++++ Data under study ++++

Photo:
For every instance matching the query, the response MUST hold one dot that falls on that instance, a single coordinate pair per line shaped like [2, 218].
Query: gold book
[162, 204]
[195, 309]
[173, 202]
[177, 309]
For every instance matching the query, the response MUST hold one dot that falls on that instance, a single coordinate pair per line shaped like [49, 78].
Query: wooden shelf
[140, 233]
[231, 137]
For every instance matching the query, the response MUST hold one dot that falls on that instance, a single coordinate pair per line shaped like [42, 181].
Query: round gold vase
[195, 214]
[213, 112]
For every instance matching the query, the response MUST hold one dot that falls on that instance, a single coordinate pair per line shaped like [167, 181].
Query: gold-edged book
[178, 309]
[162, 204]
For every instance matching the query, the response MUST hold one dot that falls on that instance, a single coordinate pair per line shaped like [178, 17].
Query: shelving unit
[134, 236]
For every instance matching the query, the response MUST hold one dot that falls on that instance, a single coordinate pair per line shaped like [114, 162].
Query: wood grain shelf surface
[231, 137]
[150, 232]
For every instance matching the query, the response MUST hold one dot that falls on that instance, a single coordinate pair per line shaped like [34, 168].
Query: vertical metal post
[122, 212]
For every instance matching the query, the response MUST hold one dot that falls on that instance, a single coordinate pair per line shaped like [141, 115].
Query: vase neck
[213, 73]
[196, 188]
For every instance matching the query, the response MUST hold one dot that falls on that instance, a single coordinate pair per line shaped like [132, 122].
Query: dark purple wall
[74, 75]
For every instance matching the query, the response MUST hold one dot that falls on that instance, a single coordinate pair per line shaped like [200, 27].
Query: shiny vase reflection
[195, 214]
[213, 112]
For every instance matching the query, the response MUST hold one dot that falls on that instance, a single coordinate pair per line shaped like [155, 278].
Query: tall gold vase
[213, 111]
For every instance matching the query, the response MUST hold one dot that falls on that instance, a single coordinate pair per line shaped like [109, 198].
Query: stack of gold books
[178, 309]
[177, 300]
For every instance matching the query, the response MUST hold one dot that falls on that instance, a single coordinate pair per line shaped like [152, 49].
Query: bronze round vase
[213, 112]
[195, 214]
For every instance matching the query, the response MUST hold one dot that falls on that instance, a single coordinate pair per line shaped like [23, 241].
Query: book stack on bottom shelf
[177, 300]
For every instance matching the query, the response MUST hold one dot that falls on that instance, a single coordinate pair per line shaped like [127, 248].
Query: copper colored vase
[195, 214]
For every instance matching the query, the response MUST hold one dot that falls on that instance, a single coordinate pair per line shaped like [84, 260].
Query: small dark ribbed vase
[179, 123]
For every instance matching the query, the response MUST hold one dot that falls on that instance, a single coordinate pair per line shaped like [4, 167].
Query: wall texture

++++

Activity =
All records are to be retyped precisely.

Result of this task =
Photo:
For every instance matching the query, the response MUST hold one dot that falls on that instance, a single coordinate pair per line shaped like [2, 218].
Query: gold book
[162, 204]
[195, 309]
[173, 202]
[177, 309]
For every instance matching the query, the response MUST hold one dot that falls on that instance, a single coordinate pair per line shaped like [49, 78].
Query: wooden shelf
[140, 233]
[231, 137]
For every instance matching the query, the response MUST hold one dot that falls on that instance, a single coordinate pair per line shaped like [42, 181].
Query: round gold vase
[195, 214]
[213, 112]
For every instance matching the query, the response MUST hold one dot that falls on that instance, a single coordinate pair per line shaped like [167, 181].
Query: gold-edged book
[178, 309]
[162, 204]
For every instance matching the query, the response MUST hold one dot that falls on that instance, a single coordinate pair per line shaped like [178, 17].
Query: shelving unit
[134, 236]
For every instance matching the query, the response MUST hold one dot that falls on that instance, a single coordinate pair per line shaped like [114, 162].
Query: wood grain shelf surface
[231, 137]
[150, 232]
For every instance matching the query, the response MUST hold one dot that falls on that instance, a single coordinate pair per line shaped like [34, 168].
Query: vertical metal post
[122, 212]
For every instance matching the query, the response MUST hold one dot that falls on that instance, a single coordinate pair per line shaped like [141, 115].
Query: vase neck
[213, 73]
[196, 188]
For every instance matching the query, the response MUST hold one dot that falls on that instance, a single coordinate pair per line shaped like [132, 122].
Query: dark purple wall
[74, 75]
For every instance matching the query, the response MUST hold one dot that falls on that instance, a single coordinate pair per line shaped like [200, 27].
Query: shiny vase reflection
[195, 214]
[213, 112]
For every instance matching the query, the response MUST hold one dot that falls on that instance, a single coordinate pair per line shaped like [155, 278].
Query: tall gold vase
[213, 111]
For every instance matching the query, the response MUST hold one dot that falls on that instance, a single coordinate pair per line shaped like [109, 198].
Query: stack of gold books
[178, 309]
[177, 300]
For every instance matching the query, the response MUST hold one dot that falls on that instance, a single coordinate pair per line shaped like [152, 49].
Query: bronze round vase
[213, 112]
[195, 214]
For every instance matching the query, the response MUST hold one dot that falls on that instance, a single coordinate pair per line shaped like [23, 241].
Query: book stack on bottom shelf
[177, 300]
For every instance matching the query, the response MUST hold one dot that falls on that instance, a single coordinate pair per line shaped like [127, 248].
Query: copper colored vase
[195, 214]
For every instance matching the query, the response MUST hold one dot that falls on that instance, a single coordinate pair per line shaped like [84, 260].
Query: small dark ribbed vase
[179, 123]
For every instance matching the query, the response MUST hold one dot that falls on that instance, a single coordinate pair per line shaped like [4, 167].
Query: wall texture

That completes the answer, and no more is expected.